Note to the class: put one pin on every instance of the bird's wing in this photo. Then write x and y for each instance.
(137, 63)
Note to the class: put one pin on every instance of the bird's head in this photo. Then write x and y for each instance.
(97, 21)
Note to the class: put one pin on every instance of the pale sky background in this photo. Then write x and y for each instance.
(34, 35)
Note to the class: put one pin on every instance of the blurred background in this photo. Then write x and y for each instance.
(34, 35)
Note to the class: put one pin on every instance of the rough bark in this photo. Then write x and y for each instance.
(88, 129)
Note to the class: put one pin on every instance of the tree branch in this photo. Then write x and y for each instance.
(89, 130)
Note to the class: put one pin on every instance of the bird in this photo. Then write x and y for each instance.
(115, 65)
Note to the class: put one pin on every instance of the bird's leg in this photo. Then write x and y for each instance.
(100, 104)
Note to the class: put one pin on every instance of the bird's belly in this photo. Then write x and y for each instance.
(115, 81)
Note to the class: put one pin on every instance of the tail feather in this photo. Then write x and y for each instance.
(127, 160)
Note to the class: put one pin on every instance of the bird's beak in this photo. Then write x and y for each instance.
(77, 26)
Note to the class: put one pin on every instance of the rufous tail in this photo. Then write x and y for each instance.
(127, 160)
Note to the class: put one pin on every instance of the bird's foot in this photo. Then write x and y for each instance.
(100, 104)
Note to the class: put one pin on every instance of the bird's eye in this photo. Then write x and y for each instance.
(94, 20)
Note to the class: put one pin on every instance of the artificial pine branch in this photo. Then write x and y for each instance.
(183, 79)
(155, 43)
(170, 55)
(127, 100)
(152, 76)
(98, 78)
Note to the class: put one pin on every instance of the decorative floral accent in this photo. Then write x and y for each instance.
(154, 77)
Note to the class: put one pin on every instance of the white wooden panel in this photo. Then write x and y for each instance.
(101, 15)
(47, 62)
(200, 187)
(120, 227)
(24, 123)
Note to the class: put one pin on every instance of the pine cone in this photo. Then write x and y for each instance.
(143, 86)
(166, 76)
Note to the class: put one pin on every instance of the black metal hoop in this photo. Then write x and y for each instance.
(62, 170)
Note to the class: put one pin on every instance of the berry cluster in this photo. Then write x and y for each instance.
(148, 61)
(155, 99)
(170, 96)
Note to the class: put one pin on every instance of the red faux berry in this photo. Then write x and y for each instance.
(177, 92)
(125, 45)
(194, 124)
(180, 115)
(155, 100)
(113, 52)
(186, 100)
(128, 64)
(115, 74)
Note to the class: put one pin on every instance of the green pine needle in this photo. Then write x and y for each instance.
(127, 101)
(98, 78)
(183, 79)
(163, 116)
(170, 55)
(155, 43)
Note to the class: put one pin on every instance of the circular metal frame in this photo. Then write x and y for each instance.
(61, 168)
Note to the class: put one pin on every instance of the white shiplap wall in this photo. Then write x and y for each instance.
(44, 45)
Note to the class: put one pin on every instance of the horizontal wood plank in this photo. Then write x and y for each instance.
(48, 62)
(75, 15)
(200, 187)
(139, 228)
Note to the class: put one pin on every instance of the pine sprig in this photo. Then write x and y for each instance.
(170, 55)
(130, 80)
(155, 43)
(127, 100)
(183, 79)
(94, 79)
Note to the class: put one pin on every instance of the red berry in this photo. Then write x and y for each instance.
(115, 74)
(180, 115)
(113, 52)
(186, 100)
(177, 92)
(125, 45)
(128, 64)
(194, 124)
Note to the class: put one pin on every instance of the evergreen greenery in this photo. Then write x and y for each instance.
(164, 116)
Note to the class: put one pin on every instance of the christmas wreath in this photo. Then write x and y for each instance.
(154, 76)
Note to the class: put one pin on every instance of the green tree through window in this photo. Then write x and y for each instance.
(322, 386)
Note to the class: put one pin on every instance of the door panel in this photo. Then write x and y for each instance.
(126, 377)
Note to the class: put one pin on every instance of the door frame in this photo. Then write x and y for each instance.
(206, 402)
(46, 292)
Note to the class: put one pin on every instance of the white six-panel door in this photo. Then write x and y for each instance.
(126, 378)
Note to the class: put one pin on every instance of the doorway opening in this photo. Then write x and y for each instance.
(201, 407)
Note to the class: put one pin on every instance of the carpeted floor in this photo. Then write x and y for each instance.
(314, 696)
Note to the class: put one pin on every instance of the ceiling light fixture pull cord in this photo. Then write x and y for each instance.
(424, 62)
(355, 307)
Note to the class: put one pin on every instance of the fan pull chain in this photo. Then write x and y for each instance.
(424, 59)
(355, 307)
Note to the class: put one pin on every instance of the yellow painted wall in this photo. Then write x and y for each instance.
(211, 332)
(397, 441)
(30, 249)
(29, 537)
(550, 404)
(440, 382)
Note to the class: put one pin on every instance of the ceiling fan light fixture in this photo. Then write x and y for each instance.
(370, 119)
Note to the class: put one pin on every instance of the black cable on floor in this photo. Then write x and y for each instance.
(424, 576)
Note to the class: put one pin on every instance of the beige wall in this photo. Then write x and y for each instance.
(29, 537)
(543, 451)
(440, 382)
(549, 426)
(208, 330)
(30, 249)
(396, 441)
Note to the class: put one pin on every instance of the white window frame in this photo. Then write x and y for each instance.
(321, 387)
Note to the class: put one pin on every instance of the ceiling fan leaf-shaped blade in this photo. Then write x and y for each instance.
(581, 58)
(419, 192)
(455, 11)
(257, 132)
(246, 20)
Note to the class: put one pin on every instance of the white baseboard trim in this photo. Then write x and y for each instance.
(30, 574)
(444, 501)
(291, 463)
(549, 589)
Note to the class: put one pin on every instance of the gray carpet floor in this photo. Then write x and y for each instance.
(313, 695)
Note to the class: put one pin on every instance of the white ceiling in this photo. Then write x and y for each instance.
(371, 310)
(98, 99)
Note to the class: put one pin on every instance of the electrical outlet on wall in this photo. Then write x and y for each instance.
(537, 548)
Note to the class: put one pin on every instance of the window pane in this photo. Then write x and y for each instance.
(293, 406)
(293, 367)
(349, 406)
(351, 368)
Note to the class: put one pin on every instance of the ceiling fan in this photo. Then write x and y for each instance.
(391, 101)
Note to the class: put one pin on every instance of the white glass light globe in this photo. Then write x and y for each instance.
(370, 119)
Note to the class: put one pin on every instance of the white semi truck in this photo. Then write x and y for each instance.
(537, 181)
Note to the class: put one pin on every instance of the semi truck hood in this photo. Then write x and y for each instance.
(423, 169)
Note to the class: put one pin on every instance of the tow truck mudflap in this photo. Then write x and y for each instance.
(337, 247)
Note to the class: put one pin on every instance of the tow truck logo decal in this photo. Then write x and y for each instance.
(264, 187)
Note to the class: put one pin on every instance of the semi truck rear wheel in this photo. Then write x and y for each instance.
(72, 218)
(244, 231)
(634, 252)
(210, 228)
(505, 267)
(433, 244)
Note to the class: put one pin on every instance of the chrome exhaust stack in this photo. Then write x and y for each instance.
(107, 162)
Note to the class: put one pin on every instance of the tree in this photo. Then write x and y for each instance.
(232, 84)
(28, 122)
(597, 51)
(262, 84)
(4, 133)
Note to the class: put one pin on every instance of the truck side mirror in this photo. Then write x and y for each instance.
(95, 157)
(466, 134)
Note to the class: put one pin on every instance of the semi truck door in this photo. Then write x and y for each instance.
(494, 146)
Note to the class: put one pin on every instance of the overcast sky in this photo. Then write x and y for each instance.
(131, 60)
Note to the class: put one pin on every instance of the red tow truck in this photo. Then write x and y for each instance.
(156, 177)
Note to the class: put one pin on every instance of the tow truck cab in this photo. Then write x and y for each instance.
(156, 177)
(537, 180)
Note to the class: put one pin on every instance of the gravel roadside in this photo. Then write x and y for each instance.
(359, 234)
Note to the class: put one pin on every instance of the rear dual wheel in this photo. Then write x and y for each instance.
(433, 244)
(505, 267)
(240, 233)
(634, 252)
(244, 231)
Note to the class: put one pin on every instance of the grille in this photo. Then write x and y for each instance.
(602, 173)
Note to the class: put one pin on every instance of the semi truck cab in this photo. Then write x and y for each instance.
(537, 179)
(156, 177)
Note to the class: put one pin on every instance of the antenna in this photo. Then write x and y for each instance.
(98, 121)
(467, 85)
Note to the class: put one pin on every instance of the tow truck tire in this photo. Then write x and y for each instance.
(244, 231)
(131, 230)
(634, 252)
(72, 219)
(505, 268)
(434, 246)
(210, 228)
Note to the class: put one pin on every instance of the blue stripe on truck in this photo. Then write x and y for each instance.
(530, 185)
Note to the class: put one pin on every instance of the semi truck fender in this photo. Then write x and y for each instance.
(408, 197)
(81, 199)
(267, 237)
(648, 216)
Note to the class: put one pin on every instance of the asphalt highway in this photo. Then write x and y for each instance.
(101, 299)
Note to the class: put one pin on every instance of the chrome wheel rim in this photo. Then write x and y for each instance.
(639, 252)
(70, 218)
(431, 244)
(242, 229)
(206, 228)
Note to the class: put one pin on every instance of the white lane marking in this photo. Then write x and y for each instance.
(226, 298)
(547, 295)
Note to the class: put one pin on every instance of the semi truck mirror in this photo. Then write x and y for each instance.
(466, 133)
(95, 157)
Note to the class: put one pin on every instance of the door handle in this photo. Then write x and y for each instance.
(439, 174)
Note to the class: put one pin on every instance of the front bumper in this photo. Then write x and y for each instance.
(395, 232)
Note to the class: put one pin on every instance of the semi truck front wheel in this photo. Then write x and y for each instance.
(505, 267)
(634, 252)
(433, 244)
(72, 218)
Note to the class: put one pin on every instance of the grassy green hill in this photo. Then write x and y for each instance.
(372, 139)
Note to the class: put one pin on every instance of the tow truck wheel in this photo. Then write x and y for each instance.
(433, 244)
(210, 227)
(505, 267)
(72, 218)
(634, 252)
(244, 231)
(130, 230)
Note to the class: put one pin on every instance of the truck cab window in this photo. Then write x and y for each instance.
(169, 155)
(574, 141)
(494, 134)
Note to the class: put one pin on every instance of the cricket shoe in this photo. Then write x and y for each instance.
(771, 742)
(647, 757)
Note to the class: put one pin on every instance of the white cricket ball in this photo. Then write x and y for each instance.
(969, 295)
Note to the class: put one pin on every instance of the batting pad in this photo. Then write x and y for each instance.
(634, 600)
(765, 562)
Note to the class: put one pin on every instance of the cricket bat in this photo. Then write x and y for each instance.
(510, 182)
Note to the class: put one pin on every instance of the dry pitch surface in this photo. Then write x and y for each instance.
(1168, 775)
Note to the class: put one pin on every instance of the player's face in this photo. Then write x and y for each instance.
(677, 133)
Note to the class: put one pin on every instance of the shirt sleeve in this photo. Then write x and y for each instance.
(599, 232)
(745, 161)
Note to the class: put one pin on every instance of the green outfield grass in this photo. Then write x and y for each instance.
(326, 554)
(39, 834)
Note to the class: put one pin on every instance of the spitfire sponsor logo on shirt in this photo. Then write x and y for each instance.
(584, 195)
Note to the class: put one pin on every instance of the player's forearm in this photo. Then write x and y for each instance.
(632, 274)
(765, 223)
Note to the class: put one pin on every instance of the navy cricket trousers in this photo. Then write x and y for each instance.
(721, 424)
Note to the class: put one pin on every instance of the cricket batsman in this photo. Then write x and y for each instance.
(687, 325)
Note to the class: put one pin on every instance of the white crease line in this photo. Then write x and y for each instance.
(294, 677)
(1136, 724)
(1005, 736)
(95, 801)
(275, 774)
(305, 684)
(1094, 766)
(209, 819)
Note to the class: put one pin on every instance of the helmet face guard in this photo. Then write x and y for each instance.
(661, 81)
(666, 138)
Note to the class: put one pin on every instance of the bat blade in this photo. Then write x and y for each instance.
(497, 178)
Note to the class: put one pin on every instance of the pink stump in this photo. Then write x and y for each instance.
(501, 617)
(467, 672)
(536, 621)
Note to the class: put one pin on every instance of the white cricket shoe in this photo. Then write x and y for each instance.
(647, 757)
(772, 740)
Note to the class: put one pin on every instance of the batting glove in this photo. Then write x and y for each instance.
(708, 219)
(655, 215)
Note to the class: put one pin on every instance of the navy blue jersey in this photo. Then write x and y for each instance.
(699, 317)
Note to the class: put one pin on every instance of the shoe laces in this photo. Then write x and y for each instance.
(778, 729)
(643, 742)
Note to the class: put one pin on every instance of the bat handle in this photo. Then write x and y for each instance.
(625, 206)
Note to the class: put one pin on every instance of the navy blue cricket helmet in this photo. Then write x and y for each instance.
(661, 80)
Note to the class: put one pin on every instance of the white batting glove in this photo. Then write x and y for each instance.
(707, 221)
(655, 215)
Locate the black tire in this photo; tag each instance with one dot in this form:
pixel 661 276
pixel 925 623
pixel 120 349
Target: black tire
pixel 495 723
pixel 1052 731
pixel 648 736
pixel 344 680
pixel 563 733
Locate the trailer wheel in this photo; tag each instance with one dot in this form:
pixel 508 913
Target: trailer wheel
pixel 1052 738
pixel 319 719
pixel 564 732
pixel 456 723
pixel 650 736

──────────────────────────────

**Exercise**
Reproduce only the lines running from the one with "Locate the trailer" through the final line of the listing above, both ends included.

**Problem solution**
Locate the trailer wheel in this photo; tag each instance with one dot in this form:
pixel 508 913
Target: trailer wheel
pixel 1052 738
pixel 319 719
pixel 564 732
pixel 456 723
pixel 650 736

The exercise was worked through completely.